### Source data
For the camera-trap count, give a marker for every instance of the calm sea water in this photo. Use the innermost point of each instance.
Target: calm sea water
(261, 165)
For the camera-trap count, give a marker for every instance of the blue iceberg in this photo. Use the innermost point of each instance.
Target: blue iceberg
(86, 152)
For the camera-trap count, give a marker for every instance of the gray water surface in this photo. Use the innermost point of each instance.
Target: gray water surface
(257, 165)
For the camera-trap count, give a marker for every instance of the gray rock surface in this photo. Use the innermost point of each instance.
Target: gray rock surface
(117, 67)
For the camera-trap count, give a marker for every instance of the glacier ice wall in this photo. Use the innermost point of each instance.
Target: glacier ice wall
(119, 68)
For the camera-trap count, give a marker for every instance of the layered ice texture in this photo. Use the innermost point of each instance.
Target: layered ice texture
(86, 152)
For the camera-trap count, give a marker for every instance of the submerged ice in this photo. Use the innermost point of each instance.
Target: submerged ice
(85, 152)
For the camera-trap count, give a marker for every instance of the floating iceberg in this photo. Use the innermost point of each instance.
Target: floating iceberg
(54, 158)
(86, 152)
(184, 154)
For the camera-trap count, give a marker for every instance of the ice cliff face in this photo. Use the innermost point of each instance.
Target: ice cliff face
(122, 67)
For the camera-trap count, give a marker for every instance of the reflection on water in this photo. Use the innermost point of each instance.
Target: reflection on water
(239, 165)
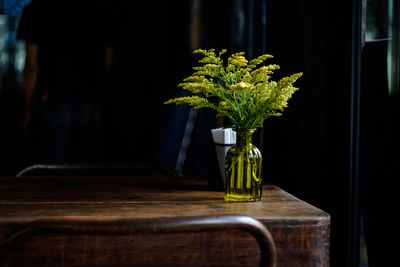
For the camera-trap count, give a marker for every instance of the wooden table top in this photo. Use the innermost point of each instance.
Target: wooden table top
(25, 199)
(300, 230)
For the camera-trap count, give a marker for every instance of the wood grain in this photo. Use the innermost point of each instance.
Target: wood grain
(300, 230)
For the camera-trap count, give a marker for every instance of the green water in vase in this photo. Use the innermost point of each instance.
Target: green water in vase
(243, 161)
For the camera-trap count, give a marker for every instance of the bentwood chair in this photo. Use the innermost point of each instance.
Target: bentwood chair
(100, 169)
(207, 241)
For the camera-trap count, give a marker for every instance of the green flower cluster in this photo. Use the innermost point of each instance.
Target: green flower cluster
(245, 94)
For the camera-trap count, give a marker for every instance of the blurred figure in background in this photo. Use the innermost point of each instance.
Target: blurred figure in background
(68, 55)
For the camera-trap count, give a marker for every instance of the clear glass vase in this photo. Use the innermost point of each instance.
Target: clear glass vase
(243, 182)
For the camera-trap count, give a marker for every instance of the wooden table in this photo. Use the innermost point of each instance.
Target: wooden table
(300, 231)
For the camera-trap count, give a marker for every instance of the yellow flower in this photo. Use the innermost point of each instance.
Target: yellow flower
(239, 61)
(241, 86)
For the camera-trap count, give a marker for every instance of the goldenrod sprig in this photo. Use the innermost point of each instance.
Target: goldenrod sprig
(246, 94)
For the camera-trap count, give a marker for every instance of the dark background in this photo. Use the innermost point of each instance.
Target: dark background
(311, 151)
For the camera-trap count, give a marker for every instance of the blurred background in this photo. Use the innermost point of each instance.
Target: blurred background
(337, 145)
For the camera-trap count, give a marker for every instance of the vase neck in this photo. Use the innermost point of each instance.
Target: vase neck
(244, 136)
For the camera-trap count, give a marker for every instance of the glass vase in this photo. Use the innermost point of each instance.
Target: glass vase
(243, 161)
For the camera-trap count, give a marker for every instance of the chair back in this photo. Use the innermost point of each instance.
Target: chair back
(100, 169)
(207, 241)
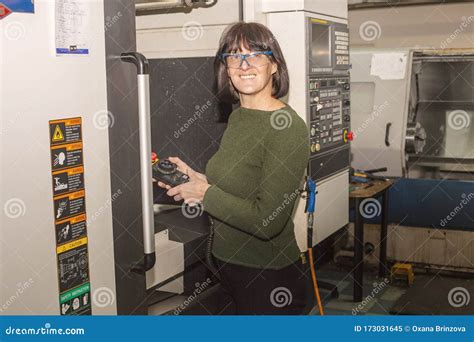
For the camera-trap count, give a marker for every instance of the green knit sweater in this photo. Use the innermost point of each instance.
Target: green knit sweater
(255, 176)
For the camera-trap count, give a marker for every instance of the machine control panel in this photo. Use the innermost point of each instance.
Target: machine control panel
(329, 113)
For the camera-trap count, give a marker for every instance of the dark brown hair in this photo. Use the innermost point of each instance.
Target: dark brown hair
(254, 37)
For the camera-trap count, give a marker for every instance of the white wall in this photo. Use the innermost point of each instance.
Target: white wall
(414, 26)
(192, 34)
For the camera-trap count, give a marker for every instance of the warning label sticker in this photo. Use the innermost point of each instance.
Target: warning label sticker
(76, 301)
(70, 229)
(66, 156)
(65, 131)
(69, 205)
(65, 137)
(68, 180)
(73, 268)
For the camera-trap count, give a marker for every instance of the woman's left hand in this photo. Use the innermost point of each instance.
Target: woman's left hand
(191, 192)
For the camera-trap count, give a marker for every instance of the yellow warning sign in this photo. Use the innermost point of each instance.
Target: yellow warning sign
(58, 135)
(71, 245)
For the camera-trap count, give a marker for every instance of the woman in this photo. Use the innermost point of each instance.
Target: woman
(252, 182)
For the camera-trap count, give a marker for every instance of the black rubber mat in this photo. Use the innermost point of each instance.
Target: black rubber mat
(436, 295)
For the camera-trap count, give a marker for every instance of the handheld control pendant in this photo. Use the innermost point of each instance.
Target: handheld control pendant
(167, 172)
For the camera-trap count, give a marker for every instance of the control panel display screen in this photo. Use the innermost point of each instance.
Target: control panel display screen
(320, 46)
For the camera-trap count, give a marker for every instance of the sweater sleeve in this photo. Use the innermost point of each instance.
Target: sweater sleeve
(285, 157)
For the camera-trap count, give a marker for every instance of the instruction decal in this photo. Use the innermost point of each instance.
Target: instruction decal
(68, 180)
(66, 156)
(70, 217)
(72, 27)
(65, 131)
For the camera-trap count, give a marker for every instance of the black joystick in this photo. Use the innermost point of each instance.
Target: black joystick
(167, 172)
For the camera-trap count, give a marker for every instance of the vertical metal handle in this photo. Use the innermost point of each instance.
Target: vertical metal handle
(387, 133)
(145, 155)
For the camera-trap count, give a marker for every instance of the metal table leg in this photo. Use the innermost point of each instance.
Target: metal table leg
(383, 237)
(358, 271)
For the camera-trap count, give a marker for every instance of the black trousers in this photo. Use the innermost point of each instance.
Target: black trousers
(267, 292)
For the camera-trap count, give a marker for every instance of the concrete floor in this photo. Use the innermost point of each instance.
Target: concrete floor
(379, 294)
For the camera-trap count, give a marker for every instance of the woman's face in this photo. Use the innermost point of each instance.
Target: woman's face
(251, 80)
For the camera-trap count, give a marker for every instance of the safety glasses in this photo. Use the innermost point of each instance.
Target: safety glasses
(254, 59)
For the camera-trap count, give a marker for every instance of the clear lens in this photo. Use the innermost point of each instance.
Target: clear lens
(255, 60)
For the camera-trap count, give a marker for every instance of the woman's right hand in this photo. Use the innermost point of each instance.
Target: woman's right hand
(183, 167)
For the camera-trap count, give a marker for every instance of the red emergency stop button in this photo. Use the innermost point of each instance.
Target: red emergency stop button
(348, 136)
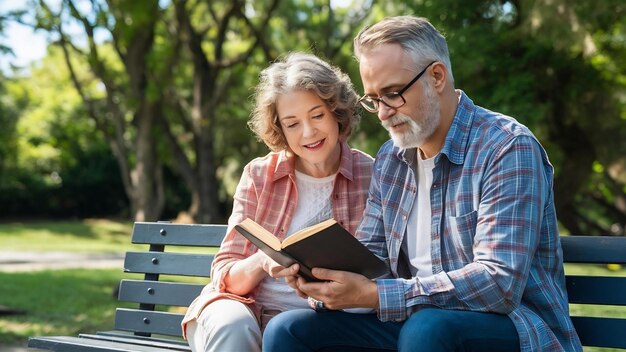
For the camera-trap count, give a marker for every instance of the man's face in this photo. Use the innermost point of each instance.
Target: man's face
(388, 69)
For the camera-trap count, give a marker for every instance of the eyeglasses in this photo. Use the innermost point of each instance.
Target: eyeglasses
(393, 100)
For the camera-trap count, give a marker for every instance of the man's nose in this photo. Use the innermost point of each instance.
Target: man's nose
(385, 112)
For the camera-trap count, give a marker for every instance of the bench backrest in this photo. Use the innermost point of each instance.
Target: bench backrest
(155, 296)
(597, 290)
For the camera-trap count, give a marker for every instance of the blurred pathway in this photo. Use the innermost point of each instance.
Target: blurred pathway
(33, 261)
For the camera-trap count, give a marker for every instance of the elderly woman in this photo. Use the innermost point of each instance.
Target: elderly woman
(305, 111)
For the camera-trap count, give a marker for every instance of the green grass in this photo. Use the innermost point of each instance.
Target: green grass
(91, 235)
(63, 302)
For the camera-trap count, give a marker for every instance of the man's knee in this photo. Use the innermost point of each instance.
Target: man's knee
(429, 329)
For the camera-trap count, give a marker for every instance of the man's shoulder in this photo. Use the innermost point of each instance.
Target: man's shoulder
(494, 126)
(388, 148)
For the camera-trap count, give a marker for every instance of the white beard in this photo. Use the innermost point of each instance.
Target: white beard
(418, 132)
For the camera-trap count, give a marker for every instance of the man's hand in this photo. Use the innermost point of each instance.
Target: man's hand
(340, 289)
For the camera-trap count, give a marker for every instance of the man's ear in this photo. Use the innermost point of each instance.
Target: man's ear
(440, 75)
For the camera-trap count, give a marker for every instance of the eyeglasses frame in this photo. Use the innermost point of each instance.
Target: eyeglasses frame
(376, 101)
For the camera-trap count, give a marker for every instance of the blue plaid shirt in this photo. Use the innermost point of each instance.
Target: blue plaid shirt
(494, 239)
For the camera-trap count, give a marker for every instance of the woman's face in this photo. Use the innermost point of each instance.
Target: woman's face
(312, 132)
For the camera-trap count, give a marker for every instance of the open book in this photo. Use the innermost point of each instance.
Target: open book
(324, 245)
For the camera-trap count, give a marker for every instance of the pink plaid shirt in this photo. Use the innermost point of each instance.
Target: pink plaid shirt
(267, 194)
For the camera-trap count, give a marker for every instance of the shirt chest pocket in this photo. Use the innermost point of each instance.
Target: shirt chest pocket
(459, 237)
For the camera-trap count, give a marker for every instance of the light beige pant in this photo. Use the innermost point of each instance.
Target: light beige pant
(225, 325)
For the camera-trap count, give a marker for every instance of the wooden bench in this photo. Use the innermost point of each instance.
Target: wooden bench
(152, 327)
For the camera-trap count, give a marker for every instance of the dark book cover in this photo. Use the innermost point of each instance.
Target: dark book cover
(332, 247)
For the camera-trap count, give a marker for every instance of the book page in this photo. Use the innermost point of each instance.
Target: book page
(261, 233)
(308, 231)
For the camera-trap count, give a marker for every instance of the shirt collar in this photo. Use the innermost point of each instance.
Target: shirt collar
(286, 164)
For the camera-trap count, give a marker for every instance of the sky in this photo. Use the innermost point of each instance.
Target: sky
(28, 46)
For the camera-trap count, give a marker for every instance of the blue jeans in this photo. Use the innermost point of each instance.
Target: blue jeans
(429, 329)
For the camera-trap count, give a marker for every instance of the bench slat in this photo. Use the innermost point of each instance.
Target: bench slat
(170, 345)
(79, 344)
(178, 234)
(601, 332)
(163, 323)
(596, 289)
(168, 263)
(594, 249)
(159, 292)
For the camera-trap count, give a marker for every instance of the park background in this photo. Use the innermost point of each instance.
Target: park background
(138, 110)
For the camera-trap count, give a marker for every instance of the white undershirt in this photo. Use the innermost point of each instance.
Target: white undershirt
(419, 222)
(314, 206)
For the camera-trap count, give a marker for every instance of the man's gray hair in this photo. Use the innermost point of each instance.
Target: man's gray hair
(416, 35)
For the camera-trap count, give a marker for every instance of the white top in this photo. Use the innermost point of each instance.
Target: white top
(419, 223)
(314, 206)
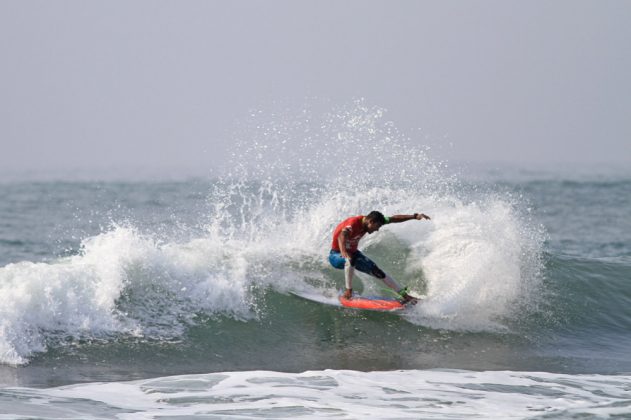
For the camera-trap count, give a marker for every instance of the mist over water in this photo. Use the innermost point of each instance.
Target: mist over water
(265, 229)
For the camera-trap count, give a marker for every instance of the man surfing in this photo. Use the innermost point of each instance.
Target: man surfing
(344, 253)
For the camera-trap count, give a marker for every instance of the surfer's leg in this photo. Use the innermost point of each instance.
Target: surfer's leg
(366, 265)
(337, 261)
(349, 270)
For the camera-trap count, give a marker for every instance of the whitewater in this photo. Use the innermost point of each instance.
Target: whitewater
(144, 299)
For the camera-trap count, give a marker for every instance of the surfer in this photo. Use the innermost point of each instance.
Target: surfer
(344, 253)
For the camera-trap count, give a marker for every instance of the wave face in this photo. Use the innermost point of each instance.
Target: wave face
(178, 277)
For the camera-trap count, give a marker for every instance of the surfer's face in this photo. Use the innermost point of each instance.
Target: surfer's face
(372, 226)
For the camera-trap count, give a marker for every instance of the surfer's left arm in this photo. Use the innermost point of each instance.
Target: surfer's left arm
(398, 218)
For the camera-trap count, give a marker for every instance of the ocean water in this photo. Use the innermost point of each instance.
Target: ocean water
(124, 298)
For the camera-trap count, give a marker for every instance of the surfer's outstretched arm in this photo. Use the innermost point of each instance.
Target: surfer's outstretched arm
(398, 218)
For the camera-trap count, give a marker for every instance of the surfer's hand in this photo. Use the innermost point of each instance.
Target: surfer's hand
(405, 299)
(421, 216)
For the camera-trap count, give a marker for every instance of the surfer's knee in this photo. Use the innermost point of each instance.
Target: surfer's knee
(377, 272)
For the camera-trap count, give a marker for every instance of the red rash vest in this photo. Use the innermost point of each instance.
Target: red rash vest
(355, 228)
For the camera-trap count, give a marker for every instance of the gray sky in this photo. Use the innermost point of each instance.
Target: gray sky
(161, 84)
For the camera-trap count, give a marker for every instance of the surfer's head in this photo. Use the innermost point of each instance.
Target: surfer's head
(373, 221)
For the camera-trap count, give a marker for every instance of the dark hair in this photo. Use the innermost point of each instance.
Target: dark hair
(376, 216)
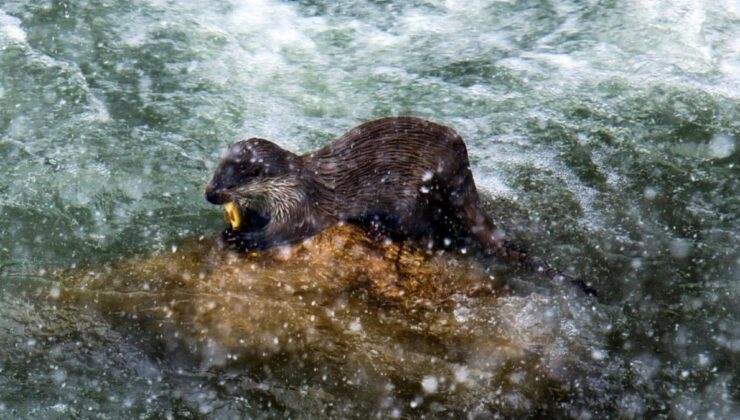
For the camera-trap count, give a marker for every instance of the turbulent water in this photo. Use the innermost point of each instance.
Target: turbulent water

### Description of the task
I'd like an exact copy of the lines above, from the very first one through the line that contains "the gray water", with nothing else added.

### Task answer
For the camera-trap count, give a marker for every instance of the calm sea water in this photo. Use the innermost point of each instance.
Target: calm sea water
(261, 165)
For the camera-trap count, give a marker for every instance of the blue iceberg in this photo. Use the innermost point of each instance.
Target: blue iceberg
(86, 152)
For the camera-trap count, give a marker for every instance of the gray water surface in this photo. Use the innermost point of each instance.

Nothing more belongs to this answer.